#### Written instruction 1
Rewrite the part of the weight-pull thread below that opens with the words containing "Thanks for the" and closes with "but its there.", putting "awards" in place of "titles".
#### Written instruction 2
Using the weight-pull thread below, decide whether each statement agrees with it. Answer yes or no for each, and quote the words that decide it. (a) A UWP is a 3-leg title. (b) Earning the UWPCH takes 50 points. (c) Information about the titles can be found on the UKC site under the "rules" section.
#### Written instruction 3
According to the weight-pull thread below, how many points does a dog earn for pulling 15 times its body weight on wheels?

#### Source text
■ ■ ■ ■ ■ ■ ■
Megan, a UWP is a 3-leg title. Your dog has to pull 8x body weight on wheels, 10x on rails, and 3x on snow I believe. You can do any combination, all wheels, all rails, one snow and two wheels, etc.

Indigo, thank you kindly. *blush* The first so many pounds were an accident. But after that I was doing everything I could to help it along. My goal is only 38 pounds away. 

Missy, I've started hinting about going to Nationals to the folks here. I would keep my fingers crossed for the rest of the year, but that would make it tough to work dogs. LOL! Here's hoping!

Everyone else, thank you so much!


----------



## 9361 (Jun 25, 2009)

bahamutt99 said:


> Megan, a UWP is a 3-leg title. Your dog has to pull 8x body weight on wheels, 10x on rails, and 3x on snow I believe. You can do any combination, all wheels, all rails, one snow and two wheels, etc.
> 
> Indigo, thank you kindly. *blush* The first so many pounds were an accident. But after that I was doing everything I could to help it along. My goal is only 38 pounds away.
> 
> ...


That is cool, I wasn't sure how titles worked. I thought they were based on wins. But that's cool.

It would be awesome if you could make it to Nationals. Can you picture me there with a baby on the hip? LOL


----------



## bahamutt99 (May 14, 2008)

I think the baby would be peeved at all the barking. LOL! As for the titles, there are other titles after the UWP which are on a points system where you achieve points based on the percentage that your dog pulls. Like to get the UWPCH, you have to get 100 points. 5 points for 15x body weight on wheels, etc.


----------



## 9361 (Jun 25, 2009)

bahamutt99 said:


> I think the baby would be peeved at all the barking. LOL! As for the titles, there are other titles after the UWP which are on a points system where you achieve points based on the percentage that your dog pulls. Like to get the UWPCH, you have to get 100 points. 5 points for 15x body weight on wheels, etc.


haha We'll see how calm the baby is before subjecting him to anything too crazy.. lol

Thanks for the info on the titles. I've always wondered about them. Is there any websites about it?


----------



## bahamutt99 (May 14, 2008)

You can find info on the UKC site about their titles. Its under the section "rules." Have to dig a little bit, but its there.


----------
■ ■ ■ ■ ■ ■ ■
#### Data section
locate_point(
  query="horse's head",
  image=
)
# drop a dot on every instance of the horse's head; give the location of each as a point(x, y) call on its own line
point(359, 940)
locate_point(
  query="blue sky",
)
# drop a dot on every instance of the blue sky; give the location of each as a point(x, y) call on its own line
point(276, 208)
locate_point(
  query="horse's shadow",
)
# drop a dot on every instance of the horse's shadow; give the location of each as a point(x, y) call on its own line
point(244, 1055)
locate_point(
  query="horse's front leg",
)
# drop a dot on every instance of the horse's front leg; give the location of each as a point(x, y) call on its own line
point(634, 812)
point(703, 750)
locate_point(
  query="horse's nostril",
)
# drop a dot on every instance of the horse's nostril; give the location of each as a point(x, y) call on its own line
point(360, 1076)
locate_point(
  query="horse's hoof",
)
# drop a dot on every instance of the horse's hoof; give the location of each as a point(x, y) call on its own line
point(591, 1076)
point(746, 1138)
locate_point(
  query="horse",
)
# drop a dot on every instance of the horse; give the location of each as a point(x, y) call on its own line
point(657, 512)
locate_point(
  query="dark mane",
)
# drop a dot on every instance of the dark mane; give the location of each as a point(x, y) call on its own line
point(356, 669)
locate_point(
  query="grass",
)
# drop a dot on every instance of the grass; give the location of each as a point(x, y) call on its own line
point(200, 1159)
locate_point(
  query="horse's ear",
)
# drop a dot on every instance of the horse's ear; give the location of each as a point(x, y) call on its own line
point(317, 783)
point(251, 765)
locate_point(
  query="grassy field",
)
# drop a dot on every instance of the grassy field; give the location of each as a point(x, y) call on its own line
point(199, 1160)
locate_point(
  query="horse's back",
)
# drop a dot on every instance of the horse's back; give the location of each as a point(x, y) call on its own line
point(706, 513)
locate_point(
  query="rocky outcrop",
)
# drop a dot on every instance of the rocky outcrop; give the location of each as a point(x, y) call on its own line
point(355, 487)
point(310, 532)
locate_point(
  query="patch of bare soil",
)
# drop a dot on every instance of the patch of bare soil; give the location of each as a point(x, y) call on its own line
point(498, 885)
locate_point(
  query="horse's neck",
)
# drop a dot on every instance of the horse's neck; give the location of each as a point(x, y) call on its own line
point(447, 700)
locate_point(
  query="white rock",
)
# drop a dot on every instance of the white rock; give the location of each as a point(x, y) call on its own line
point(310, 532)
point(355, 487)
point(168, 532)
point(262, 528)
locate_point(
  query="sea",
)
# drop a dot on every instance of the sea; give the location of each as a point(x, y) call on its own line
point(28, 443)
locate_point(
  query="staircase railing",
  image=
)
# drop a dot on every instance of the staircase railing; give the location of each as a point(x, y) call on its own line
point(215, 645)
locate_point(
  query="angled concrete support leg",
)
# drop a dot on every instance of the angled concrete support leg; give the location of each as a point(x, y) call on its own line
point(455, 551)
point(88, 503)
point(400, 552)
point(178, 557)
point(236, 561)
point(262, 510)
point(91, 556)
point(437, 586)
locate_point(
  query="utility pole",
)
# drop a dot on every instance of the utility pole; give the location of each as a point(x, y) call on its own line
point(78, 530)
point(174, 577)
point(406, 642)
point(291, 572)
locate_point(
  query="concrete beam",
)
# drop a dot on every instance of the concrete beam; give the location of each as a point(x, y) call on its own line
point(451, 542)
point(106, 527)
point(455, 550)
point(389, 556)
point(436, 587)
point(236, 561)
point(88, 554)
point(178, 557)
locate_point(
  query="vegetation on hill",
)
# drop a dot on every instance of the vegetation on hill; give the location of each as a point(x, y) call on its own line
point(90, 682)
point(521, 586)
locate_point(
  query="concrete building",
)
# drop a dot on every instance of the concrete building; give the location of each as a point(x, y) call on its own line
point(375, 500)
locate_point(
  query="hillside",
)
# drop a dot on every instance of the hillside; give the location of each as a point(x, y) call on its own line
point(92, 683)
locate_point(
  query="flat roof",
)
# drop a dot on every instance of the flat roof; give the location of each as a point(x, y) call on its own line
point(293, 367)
■ ■ ■ ■ ■ ■ ■
#### Worked solution 1
Thanks for the info on the awards. I've always wondered about them. Is there any websites about it?


----------



## bahamutt99 (May 14, 2008)

You can find info on the UKC site about their awards. Its under the section "rules." Have to dig a little bit, but its there.

#### Worked solution 2
(a) Yes: "a UWP is a 3-leg title."
(b) No: "to get the UWPCH, you have to get 100 points."
(c) Yes: "You can find info on the UKC site about their titles. Its under the section "rules.""

#### Worked solution 3
5 points.